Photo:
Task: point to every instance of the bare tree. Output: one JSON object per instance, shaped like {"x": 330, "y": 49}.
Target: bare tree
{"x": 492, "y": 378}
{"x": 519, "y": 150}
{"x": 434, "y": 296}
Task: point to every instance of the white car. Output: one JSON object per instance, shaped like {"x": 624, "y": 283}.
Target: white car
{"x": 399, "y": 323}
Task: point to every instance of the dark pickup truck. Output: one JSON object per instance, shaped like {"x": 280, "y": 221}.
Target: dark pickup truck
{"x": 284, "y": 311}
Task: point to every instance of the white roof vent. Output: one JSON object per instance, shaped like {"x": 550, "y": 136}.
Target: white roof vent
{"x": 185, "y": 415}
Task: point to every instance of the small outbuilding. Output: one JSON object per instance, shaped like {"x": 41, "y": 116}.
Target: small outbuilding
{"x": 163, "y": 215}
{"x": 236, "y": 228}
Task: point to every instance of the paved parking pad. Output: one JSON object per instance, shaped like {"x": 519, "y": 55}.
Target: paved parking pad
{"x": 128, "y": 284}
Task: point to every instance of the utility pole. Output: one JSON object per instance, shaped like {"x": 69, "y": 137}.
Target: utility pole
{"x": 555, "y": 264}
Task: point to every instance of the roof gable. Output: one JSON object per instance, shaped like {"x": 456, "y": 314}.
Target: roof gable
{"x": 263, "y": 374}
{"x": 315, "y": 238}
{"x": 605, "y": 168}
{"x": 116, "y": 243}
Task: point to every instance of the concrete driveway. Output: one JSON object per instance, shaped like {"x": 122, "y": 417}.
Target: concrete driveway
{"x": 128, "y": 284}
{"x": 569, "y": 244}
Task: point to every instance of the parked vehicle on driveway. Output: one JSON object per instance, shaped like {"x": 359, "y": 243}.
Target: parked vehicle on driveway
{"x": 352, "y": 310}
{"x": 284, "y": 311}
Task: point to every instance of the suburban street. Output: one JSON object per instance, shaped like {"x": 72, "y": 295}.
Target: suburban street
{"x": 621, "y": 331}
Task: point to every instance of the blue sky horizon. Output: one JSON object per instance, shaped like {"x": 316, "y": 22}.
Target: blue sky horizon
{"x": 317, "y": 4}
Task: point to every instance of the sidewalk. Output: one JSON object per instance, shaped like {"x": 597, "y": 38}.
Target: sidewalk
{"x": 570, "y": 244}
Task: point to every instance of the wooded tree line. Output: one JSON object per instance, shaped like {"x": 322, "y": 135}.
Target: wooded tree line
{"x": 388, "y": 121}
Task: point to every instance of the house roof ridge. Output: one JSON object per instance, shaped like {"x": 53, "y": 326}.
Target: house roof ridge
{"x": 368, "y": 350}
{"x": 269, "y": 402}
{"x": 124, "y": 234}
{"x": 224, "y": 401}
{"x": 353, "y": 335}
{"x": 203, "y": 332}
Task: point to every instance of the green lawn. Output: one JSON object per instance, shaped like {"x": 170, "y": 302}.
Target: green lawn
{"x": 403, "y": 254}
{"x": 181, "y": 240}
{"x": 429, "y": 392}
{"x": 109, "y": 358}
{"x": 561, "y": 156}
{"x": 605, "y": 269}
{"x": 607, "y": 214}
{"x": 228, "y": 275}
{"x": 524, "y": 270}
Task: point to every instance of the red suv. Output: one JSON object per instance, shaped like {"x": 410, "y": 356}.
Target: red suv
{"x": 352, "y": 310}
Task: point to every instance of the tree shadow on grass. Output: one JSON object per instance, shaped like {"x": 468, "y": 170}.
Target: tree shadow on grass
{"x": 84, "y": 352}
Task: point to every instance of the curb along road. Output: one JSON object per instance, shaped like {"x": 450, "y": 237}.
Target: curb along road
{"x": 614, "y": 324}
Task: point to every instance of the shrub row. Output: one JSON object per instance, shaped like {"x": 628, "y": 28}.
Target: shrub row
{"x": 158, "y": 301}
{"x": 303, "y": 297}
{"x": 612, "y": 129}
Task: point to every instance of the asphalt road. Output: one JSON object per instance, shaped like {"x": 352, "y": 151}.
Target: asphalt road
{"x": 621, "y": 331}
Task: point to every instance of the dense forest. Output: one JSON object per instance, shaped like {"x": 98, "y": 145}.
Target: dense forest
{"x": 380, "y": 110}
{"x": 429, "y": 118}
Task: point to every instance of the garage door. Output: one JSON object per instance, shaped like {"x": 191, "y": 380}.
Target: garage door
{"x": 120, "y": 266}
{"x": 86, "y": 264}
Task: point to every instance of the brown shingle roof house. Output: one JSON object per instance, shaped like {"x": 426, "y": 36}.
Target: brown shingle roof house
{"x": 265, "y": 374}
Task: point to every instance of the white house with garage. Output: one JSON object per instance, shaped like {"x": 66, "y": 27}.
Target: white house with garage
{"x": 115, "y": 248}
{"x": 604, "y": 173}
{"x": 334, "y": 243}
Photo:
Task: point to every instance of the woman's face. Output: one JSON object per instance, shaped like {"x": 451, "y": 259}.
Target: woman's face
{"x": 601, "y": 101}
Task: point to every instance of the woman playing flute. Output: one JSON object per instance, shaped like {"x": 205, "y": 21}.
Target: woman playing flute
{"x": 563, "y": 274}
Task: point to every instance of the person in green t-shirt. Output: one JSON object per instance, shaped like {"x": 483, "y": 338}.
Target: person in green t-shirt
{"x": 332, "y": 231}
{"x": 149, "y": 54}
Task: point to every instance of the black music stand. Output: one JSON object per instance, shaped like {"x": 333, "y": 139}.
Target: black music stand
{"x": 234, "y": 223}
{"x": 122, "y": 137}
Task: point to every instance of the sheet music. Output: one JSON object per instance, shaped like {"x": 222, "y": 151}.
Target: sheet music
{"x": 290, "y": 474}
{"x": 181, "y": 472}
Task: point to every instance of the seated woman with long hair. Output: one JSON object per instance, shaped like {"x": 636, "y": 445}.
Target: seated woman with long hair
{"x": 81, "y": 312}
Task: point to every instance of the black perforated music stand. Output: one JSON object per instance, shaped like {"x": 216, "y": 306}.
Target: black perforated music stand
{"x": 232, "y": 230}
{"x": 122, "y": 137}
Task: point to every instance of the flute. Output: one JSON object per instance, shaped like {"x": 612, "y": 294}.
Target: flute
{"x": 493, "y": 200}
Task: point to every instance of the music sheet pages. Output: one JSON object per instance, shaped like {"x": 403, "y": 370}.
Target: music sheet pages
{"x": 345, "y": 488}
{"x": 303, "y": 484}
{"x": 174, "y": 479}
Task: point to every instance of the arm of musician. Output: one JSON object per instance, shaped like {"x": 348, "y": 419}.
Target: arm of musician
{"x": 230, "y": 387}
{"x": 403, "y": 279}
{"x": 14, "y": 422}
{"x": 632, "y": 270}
● ● ●
**Goal:** Reproduce every line of the material above exactly.

**Correct result:**
Photo:
Task: point to every instance of the bare tree. Output: one JSON object per instance, shaped like {"x": 330, "y": 49}.
Target: bare tree
{"x": 492, "y": 378}
{"x": 519, "y": 150}
{"x": 434, "y": 296}
Task: point to every instance of the white car. Output: one JSON object per instance, shaped like {"x": 624, "y": 283}.
Target: white car
{"x": 399, "y": 323}
Task: point to every instance of the dark pickup truck. Output: one JSON object per instance, shaped like {"x": 280, "y": 221}.
Target: dark pickup truck
{"x": 284, "y": 311}
Task: point to every instance of the white roof vent. Output: one JSON object per instance, shaped like {"x": 550, "y": 136}.
Target: white roof vent
{"x": 185, "y": 415}
Task: point to every instance of the small outbuilding. Output: one JSON object per instance, shaped like {"x": 41, "y": 116}.
Target: small outbuilding
{"x": 163, "y": 215}
{"x": 236, "y": 228}
Task: point to every instance of the paved parking pad. Output: one JSON object per instance, shaped like {"x": 519, "y": 55}.
Target: paved parking pad
{"x": 128, "y": 284}
Task: point to every instance of the utility pole. Output: one JSON object per instance, shaped like {"x": 69, "y": 137}.
Target: utility pole
{"x": 555, "y": 264}
Task: point to every instance of the roof gable. Output: one JSON object per instance, shaped like {"x": 456, "y": 314}.
Target: roof gable
{"x": 263, "y": 374}
{"x": 315, "y": 238}
{"x": 605, "y": 168}
{"x": 116, "y": 243}
Task: point to every instance of the concrete driveway. Output: one JSON object per instance, shaped like {"x": 122, "y": 417}.
Target: concrete driveway
{"x": 128, "y": 284}
{"x": 569, "y": 244}
Task: point to every instance of the parked vehicle on driveway. Output: one JSON object per instance, shaped like {"x": 359, "y": 243}.
Target: parked vehicle on driveway
{"x": 352, "y": 310}
{"x": 284, "y": 311}
Task: point to every instance of the suburban street. Output: one JSON object per instance, shaped like {"x": 72, "y": 295}.
Target: suburban street
{"x": 621, "y": 331}
Task: point to every instance of the blue sky horizon. Output: one JSON object per instance, shaped like {"x": 316, "y": 22}.
Target: blue sky horizon
{"x": 317, "y": 4}
Task: point to every instance of the sidewalk. Output: one JSON object per instance, shaped like {"x": 597, "y": 38}.
Target: sidewalk
{"x": 570, "y": 244}
Task: point to every instance of the wooded tree line. Output: one JSON object per instance, shaped like {"x": 322, "y": 135}.
Target: wooded tree line
{"x": 388, "y": 121}
Task: point to every instance of the house roof ridge. Output: one JSON object per instance, shaped like {"x": 53, "y": 326}.
Target: house roof ridge
{"x": 368, "y": 350}
{"x": 269, "y": 402}
{"x": 124, "y": 234}
{"x": 224, "y": 401}
{"x": 353, "y": 335}
{"x": 203, "y": 332}
Task: point to every instance of the green lawn. Output: one JSON object per instance, shaped like {"x": 170, "y": 302}.
Target: green lawn
{"x": 403, "y": 254}
{"x": 181, "y": 240}
{"x": 429, "y": 392}
{"x": 109, "y": 358}
{"x": 561, "y": 156}
{"x": 605, "y": 269}
{"x": 607, "y": 214}
{"x": 228, "y": 275}
{"x": 524, "y": 270}
Task: point to every instance of the red suv. Output: one JSON object per instance, shaped like {"x": 410, "y": 356}.
Target: red suv
{"x": 352, "y": 310}
Task: point to every instance of the tree shadow on grass. Output: one JSON object per instance, shaped like {"x": 468, "y": 170}.
Target: tree shadow on grass
{"x": 84, "y": 352}
Task: point to every instance of the curb along road. Output: one JSON object per instance, shaped like {"x": 450, "y": 237}.
Target: curb along road
{"x": 614, "y": 324}
Task: point to every instance of the shrub row. Output: one JSON object per instance, shaped like {"x": 628, "y": 28}.
Target: shrub row
{"x": 158, "y": 301}
{"x": 303, "y": 297}
{"x": 612, "y": 129}
Task: point to every instance of the asphalt road. Output: one JSON object per instance, shaped like {"x": 352, "y": 151}.
Target: asphalt road
{"x": 621, "y": 331}
Task: point to every instance of the dense forest. Output: one JSON object per instance, shaped like {"x": 98, "y": 145}.
Target: dense forest
{"x": 380, "y": 110}
{"x": 429, "y": 118}
Task: point to every instance of the garage door. Output: one JSON object per instance, shaped like {"x": 191, "y": 380}.
Target: garage door
{"x": 120, "y": 266}
{"x": 86, "y": 264}
Task: point to every instance of the brown shingle roof house. Output: one JSON object per instance, shaped like {"x": 426, "y": 36}.
Target: brown shingle roof house
{"x": 265, "y": 374}
Task: point to every instance of the white house with garage. Output: one JSON object per instance, shaped like {"x": 66, "y": 27}.
Target: white house with garage
{"x": 115, "y": 248}
{"x": 604, "y": 173}
{"x": 334, "y": 243}
Photo:
Task: point to every instance of the woman's face. Output: one JSON object per instance, shaped like {"x": 451, "y": 259}.
Target: woman's face
{"x": 601, "y": 101}
Task: point to every instance of the woman playing flute. Output: one JSON object per instance, shaped like {"x": 205, "y": 21}.
Target: woman playing flute
{"x": 563, "y": 274}
Task: point to every instance of the person in green t-shirt. Output: one JSON object per instance, shaped like {"x": 483, "y": 338}.
Target: person in green t-shirt
{"x": 332, "y": 231}
{"x": 149, "y": 54}
Task: point to every instance of the black music stand. Output: one JSON object per instance, shaped like {"x": 333, "y": 139}.
Target: black music stand
{"x": 234, "y": 223}
{"x": 122, "y": 137}
Task: point to every instance of the sheet music. Output: one JSON object per instance, shaped like {"x": 222, "y": 151}.
Target: sheet music
{"x": 290, "y": 474}
{"x": 181, "y": 472}
Task: point to every instance of the seated woman with long hair. Output: one JSON object per instance, shaped like {"x": 636, "y": 445}.
Target: seated woman with long hair
{"x": 81, "y": 312}
Task: point to every instance of the black perforated music stand. Output: one JSON object per instance, shaped like {"x": 216, "y": 306}.
Target: black perforated music stand
{"x": 232, "y": 230}
{"x": 122, "y": 137}
Task: point to every instance of the flute. Output: one JSON object per instance, shaped like {"x": 612, "y": 294}.
Target: flute
{"x": 493, "y": 200}
Task: point to every instance of the music sheet pages. Output: one JSON object per instance, shaped like {"x": 403, "y": 370}.
Target: music sheet pages
{"x": 345, "y": 488}
{"x": 303, "y": 484}
{"x": 174, "y": 479}
Task: point to every instance of the arm of musician. Output: one JSON object per instance, shaped like {"x": 348, "y": 419}.
Target: arm of musician
{"x": 230, "y": 387}
{"x": 403, "y": 279}
{"x": 14, "y": 422}
{"x": 632, "y": 270}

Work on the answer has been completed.